**Task A**
List every national park named in the ethanol Q&A below.

* BEGIN Excerpt *

Ethanol, oil: what it means to be green
Q: What is the ethanol mandate?
A: In 2007, Congress passed a law requiring oil companies to blend corn ethanol into the gasoline supply. That requirement started at 9 billion gallons and has risen each year since. This year, it’s about 13 billion gallons. Barack Obama, who was running for president against a crowded field of Democrats in the Iowa caucuses, was a champion for this law. And with oil prices high and imports climbing, President George W. Bush signed it. Politicians in both parties predicted homegrown corn would help reduce greenhouse gas emissions that contribute to global warming and help wean the country off foreign sources of oil.
Q: Sounds straightforward. Green energy, right?
A: Not really. From the beginning, environmentalists were skeptical of this program. Even people on Obama’s environmental team had doubts. Ethanol comes with all kinds of environmental baggage, like the fertilizer used to grow corn and the coal and natural gas that fuel ethanol plants. The ethanol policy also helped send corn prices rising, which encouraged farmers to plant more corn, in some cases on native prairies and land set aside for conserving habitat.
In Des Moines, Iowa, the water utility was strained to the brink this summer as it tried to remove the nitrogen fertilizer residue from drinking water to keep it within safe standards. Some of that fertilizer runs into the nation’s rivers, worsening a dead zone in the Gulf of Mexico that can no longer support marine life. Farmers also planted on hilly, erodible soil, which encouraged erosion and the loss of topsoil.
Q: But ethanol helps reduce global warming?
A: That was the intent. But sometimes farmers create cropland by plowing over grassland. Grassland keeps carbon dioxide locked up in the soil. Plow over it, and that gas is released. It can take decades to make up for that loss.
Under Obama, more than 5 million acres of land that had been set aside as conservation land was transformed from grass field back into farmland. That’s the size of Yosemite, Yellowstone and Everglades National Parks combined. At least another 1.2 million acres of prairieland in the Great Plains have been plowed over for corn. Many environmentalists and scientists now question whether the ethanol mandate will ever accomplish its primary environmental goal: reducing greenhouse gases.
Q: The ethanol industry disputes those numbers and says no virgin land has been lost. What gives?
A: The government only started tracking this in 2012. The USDA concluded 38,000 acres were lost that year. And farmers in the Dakotas told AP reporters that they were plowing into pristine prairieland. So it’s not a question of whether it’s happening. The question is on what scale. The government has made it impossible to determine that number precisely. So the AP used the only method available to estimate it: Government crop data collected by satellite. The AP identified tracts of land that were cornfields in 2012 and had been grassland in 2006. The AP then excluded land lost from the Conservation Reserve Program to prevent double counting. The AP vetted this methodology with an independent scientist at South Dakota State University who has published peer-review research on land conversion using the same satellite data.
Q: This must have been factored into the equation when the government wrote this policy, right?

* END Excerpt *
* BEGIN Data for the task *

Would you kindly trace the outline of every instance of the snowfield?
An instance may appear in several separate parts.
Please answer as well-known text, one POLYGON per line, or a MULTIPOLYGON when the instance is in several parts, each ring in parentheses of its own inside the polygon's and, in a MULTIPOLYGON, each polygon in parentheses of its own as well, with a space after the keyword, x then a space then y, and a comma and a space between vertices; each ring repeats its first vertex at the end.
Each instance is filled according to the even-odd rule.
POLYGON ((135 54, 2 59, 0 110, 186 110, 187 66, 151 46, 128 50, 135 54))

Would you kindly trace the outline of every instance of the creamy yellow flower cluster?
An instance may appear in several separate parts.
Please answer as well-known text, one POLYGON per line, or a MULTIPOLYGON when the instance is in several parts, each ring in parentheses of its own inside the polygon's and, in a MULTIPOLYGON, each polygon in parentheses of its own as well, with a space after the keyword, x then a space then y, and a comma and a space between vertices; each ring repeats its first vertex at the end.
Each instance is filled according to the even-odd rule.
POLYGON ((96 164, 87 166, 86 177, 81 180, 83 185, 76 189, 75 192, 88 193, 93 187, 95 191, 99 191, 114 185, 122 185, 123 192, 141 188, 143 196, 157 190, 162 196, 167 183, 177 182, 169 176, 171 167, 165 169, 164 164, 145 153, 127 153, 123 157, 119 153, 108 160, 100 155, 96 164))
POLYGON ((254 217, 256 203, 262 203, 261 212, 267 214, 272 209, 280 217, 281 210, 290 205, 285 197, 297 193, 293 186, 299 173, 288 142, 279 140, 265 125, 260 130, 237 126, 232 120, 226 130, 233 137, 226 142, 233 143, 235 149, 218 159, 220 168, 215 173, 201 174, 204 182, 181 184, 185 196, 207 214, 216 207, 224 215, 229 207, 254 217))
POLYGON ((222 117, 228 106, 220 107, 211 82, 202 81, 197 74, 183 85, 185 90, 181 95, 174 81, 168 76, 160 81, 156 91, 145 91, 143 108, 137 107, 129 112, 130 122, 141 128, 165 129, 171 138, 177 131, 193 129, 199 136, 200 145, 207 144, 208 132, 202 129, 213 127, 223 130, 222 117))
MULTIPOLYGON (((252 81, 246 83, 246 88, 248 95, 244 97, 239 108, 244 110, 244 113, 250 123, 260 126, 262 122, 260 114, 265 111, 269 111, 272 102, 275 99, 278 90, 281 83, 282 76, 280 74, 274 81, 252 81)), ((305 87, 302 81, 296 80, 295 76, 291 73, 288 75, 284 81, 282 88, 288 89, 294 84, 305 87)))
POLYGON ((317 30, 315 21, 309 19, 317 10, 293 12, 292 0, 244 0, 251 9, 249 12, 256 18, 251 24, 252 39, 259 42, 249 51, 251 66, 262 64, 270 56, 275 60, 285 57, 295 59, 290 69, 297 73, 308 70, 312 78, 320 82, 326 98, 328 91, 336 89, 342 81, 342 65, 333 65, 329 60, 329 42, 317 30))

* END Data for the task *

**Task B**
Output unchanged the stretch of rows from the start of the rows through the line that contains "POLYGON ((135 54, 2", including both ends.

**Right answer A**
Yosemite, Yellowstone, Everglades

**Right answer B**
Would you kindly trace the outline of every instance of the snowfield?
An instance may appear in several separate parts.
Please answer as well-known text, one POLYGON per line, or a MULTIPOLYGON when the instance is in several parts, each ring in parentheses of its own inside the polygon's and, in a MULTIPOLYGON, each polygon in parentheses of its own as well, with a space after the keyword, x then a space then y, and a comma and a space between vertices; each ring repeats its first vertex at the end.
Each instance is filled according to the even-odd rule.
POLYGON ((135 54, 2 59, 0 110, 186 110, 187 66, 151 46, 128 50, 135 54))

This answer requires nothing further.